> Data to process
##############################

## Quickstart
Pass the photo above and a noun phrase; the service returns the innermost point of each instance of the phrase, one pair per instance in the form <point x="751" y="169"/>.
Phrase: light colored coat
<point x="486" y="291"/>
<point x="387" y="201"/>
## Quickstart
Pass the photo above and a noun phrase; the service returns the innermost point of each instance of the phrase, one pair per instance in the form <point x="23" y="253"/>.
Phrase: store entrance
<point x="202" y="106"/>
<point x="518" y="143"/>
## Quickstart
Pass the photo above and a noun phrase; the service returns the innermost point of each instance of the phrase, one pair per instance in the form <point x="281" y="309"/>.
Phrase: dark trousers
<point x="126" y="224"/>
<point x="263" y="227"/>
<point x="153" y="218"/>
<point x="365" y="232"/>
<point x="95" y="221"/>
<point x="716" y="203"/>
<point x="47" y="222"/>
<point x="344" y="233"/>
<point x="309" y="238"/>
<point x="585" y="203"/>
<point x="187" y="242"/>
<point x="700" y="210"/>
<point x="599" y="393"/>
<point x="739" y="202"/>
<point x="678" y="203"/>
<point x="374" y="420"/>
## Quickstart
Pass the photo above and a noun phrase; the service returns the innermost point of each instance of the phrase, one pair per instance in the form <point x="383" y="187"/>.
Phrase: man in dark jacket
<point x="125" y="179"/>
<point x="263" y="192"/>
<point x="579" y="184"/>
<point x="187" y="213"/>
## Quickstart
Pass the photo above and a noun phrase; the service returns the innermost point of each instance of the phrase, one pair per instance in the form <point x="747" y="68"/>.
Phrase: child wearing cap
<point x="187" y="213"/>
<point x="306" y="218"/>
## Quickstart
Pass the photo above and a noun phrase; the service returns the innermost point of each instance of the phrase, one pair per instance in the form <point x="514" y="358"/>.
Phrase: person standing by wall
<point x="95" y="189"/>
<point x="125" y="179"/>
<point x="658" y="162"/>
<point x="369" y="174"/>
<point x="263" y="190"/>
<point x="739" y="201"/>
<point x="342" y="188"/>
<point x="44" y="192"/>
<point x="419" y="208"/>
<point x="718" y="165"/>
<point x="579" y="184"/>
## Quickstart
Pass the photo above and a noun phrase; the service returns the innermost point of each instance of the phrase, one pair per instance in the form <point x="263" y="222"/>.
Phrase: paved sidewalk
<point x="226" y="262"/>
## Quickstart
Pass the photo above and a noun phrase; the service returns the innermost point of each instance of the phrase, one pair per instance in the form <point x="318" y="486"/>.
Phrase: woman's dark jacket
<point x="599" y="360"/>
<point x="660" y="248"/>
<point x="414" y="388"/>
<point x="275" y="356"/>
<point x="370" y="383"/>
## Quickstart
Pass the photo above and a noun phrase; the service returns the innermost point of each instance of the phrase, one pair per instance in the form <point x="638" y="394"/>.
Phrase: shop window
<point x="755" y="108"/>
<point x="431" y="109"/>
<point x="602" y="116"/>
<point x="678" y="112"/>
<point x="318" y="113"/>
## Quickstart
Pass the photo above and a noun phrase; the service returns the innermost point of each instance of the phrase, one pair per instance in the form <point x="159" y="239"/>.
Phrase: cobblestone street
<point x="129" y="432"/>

##############################

> Exercise prompt
The answer is the line containing "Phrase: shop window" together with every line after it in the records, repeated exactly and with nothing else.

> Expected output
Phrase: shop window
<point x="755" y="108"/>
<point x="431" y="109"/>
<point x="602" y="116"/>
<point x="678" y="112"/>
<point x="318" y="113"/>
## Quickstart
Pass the photo above and a noun phrase; the service returns the innermost point of each instance of the phrase, one pair per instance in the form <point x="159" y="239"/>.
Phrase: cobblestone street
<point x="129" y="432"/>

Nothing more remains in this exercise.